* PAGE EXTRACT *
☆ ☆ ☆ ☆
Is 23andme and Ancestry selling your DNA information?

+11 votes
447 views

This link says yes: https://dna-explained.com/2015/12/30/23andme-ancestry-and-selling-your-dna-information/

Excerpt follows:

Are you aware that when you purchase a DNA kit for genealogy testing through either 23andMe or Ancestry that you are literally giving these companies carte blanche to your DNA, the rights to your DNA information, including for medical utilization meaning sales to Big Pharm, and there is absolutely no opt-out, meaning they can in essence do anything they want with your anonymized data?

Both companies also have a higher research participation level that you can choose to participate in, or opt out of, that grants them permission to sell or otherwise utilize your non-anonymized data, meaning your identity is attached to that information.

However, opting out of his higher level DOES NOT stop the company from utilizing, sharing or selling your anonymized DNA and data.  Anonymized data means your identity and what they consider identifying information has been removed.

Many people think that if you opt-out, your DNA and data is never shared or sold, but according to 23andMe and Ancestry’s own documentation, that’s not true. Opt-out is not truly opt-out.  It’s only opting out of them sharing your non-anonymized data – meaning just the higher level of participation only.  They still share your anonymized data in aggregated fashion.

in The Tree House by Anonymous Farrar G2G6 Mach 1 (14.8k points)

2 Answers

+3 votes
 
Best answer

It appears from the privacy statement of 23andMe that, by "aggregate data", they mean statistical data (or at least that is what they want consumers to apprehend). Hence saying 30% of the population has genetic variant Z. Or perhaps genotypes P & Q are shared by 87% of individuals. So it probably doesn't contain sequences of SNPs, as reasonably speaking, for collections of 20 or so SNPs, you're starting to get at "identifying information", as it's unique to a particular individual.
☆ ☆ ☆ ☆
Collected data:
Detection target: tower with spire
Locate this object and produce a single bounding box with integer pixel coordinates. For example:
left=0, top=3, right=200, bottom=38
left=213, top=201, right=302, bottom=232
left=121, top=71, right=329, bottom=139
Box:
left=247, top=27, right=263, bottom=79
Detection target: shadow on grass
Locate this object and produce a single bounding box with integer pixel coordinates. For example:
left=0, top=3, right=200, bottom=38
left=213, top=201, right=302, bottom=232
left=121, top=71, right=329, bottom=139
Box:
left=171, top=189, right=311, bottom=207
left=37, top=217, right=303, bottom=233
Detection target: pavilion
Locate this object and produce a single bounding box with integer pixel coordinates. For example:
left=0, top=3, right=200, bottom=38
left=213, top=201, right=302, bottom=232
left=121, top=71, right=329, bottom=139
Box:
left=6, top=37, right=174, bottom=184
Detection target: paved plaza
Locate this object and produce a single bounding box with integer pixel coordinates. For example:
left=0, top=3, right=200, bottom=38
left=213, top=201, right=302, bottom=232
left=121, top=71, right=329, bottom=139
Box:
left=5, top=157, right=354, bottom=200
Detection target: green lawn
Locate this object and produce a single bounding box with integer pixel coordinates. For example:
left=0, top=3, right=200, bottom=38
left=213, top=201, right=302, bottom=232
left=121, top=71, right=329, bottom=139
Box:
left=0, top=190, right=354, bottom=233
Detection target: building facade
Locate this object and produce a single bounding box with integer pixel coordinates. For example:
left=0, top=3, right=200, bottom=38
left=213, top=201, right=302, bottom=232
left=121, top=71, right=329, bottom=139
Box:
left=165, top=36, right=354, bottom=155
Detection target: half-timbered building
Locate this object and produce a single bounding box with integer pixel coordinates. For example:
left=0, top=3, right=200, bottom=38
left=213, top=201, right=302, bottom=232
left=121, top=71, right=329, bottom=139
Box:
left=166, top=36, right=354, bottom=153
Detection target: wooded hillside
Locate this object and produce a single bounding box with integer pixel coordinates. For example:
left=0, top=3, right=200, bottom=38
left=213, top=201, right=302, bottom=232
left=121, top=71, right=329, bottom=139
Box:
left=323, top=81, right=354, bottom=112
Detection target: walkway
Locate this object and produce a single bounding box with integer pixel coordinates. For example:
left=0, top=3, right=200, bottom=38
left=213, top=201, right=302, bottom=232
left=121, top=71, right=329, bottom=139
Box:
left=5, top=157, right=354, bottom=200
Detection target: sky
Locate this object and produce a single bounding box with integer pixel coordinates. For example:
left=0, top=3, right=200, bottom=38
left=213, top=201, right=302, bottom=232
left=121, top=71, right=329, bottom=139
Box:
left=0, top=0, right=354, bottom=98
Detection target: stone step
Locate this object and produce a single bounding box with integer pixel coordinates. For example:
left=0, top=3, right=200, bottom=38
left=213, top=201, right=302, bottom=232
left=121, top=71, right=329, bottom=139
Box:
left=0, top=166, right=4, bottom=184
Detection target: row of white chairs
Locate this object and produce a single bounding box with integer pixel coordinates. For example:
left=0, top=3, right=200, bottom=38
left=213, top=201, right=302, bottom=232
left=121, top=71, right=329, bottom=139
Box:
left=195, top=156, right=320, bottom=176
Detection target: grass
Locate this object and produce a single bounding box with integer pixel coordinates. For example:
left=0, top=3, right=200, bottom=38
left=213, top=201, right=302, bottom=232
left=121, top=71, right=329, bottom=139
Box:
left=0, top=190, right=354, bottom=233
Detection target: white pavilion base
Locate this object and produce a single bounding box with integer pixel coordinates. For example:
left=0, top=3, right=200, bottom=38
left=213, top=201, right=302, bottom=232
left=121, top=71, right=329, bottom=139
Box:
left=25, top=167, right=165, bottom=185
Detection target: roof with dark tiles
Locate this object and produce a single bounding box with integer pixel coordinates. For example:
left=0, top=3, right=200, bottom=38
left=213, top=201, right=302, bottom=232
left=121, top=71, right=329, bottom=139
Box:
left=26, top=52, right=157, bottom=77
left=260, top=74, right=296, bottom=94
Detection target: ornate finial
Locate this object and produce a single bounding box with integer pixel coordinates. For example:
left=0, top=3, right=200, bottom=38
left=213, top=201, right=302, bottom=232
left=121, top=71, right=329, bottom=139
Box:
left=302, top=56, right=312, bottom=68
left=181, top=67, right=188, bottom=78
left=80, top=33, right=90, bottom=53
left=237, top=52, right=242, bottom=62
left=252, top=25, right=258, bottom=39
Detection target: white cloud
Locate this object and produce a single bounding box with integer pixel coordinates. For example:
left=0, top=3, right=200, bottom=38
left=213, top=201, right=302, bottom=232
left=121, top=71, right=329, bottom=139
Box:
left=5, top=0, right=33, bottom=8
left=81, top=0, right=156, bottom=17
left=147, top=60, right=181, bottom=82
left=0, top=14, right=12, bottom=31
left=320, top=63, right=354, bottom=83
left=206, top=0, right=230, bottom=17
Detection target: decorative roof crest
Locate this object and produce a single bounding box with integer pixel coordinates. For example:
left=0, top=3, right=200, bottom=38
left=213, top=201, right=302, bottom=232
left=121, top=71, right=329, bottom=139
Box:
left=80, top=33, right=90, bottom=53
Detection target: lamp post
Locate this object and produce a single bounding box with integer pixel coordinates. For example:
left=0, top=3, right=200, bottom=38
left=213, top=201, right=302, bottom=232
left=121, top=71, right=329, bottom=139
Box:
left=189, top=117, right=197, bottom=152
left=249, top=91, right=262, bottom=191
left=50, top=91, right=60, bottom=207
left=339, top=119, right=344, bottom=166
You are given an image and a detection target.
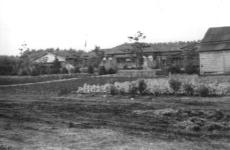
☆ ☆ ☆ ☆
* WORK TO COMPLETE *
Could you duplicate the DNA privacy thread word for word from "Is 23andme and" to "your anonymized data?"?

* ANSWER BOX *
Is 23andme and Ancestry selling your DNA information?

+11 votes
447 views

This link says yes: https://dna-explained.com/2015/12/30/23andme-ancestry-and-selling-your-dna-information/

Excerpt follows:

Are you aware that when you purchase a DNA kit for genealogy testing through either 23andMe or Ancestry that you are literally giving these companies carte blanche to your DNA, the rights to your DNA information, including for medical utilization meaning sales to Big Pharm, and there is absolutely no opt-out, meaning they can in essence do anything they want with your anonymized data?